- The problem
Set down word for word the lines that begin the entries and run through the line containing "[[218, 1], [128, 56], [181, 112], [161, 131]]". Give nothing further.

Records excerpted from a collection
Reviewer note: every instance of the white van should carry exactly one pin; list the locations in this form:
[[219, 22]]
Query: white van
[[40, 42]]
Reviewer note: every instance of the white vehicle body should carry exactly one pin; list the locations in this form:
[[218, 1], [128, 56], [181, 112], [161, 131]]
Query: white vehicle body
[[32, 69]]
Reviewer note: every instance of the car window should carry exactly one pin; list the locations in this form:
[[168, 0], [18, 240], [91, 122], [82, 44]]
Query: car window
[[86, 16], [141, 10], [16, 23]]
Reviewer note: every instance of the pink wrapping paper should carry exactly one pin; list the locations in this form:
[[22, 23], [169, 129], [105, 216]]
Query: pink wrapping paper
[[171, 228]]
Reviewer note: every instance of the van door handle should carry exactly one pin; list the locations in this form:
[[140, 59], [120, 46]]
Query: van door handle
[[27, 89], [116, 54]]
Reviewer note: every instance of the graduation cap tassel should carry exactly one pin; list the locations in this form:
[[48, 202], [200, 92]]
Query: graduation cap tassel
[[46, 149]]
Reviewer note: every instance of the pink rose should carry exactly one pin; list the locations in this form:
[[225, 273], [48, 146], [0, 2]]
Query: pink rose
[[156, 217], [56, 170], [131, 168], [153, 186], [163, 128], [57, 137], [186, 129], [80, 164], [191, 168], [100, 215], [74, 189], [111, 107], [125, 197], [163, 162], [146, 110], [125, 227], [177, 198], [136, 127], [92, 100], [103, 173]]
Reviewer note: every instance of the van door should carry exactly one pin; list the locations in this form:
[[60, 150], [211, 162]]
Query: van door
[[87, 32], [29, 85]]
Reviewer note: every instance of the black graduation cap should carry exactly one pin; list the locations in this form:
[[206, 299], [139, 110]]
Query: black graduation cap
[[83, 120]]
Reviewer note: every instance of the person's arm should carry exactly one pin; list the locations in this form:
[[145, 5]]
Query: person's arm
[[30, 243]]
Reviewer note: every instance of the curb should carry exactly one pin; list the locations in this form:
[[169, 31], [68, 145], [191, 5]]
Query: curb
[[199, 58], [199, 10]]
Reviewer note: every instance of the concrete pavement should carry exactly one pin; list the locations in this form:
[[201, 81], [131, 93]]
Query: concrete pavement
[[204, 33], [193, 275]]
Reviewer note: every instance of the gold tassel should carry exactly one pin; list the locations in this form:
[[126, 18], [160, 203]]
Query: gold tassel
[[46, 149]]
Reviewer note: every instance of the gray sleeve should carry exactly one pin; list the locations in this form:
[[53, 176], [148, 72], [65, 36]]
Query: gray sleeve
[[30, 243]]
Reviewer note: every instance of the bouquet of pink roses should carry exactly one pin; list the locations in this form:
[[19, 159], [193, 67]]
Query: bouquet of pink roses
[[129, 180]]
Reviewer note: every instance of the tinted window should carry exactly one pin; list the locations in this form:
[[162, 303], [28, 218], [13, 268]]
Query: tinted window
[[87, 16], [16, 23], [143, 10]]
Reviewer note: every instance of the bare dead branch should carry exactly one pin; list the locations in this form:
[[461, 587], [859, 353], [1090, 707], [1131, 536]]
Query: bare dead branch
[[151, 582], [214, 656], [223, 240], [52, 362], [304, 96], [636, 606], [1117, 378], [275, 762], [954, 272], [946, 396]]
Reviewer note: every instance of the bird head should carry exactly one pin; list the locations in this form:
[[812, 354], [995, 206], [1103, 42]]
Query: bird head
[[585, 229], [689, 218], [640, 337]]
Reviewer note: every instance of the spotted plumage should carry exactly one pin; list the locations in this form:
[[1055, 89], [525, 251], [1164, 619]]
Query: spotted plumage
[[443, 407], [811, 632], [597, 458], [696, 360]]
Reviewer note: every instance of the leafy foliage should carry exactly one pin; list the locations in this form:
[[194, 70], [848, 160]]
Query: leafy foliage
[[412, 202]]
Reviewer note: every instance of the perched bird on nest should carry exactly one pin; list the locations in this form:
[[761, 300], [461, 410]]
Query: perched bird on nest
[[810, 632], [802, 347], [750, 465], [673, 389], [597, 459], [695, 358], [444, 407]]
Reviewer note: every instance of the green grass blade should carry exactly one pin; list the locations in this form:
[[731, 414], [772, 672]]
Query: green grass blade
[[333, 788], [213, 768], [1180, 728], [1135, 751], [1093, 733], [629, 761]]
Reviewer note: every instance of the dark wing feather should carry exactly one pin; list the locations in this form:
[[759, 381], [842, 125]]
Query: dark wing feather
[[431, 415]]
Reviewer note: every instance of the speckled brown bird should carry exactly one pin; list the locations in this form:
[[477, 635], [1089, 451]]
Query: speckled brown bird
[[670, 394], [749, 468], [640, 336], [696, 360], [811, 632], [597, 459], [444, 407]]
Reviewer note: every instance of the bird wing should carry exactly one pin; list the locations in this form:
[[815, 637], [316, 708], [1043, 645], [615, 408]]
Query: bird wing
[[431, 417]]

- Solution for this exercise
Reviewer note: every instance of the white van should carry exactly one pin; list the locations in this form:
[[219, 22]]
Query: white van
[[40, 42]]
Reviewer note: every instance of the white vehicle body should carry exactly one pin; list the locations in this form:
[[218, 1], [128, 56], [181, 112], [161, 131]]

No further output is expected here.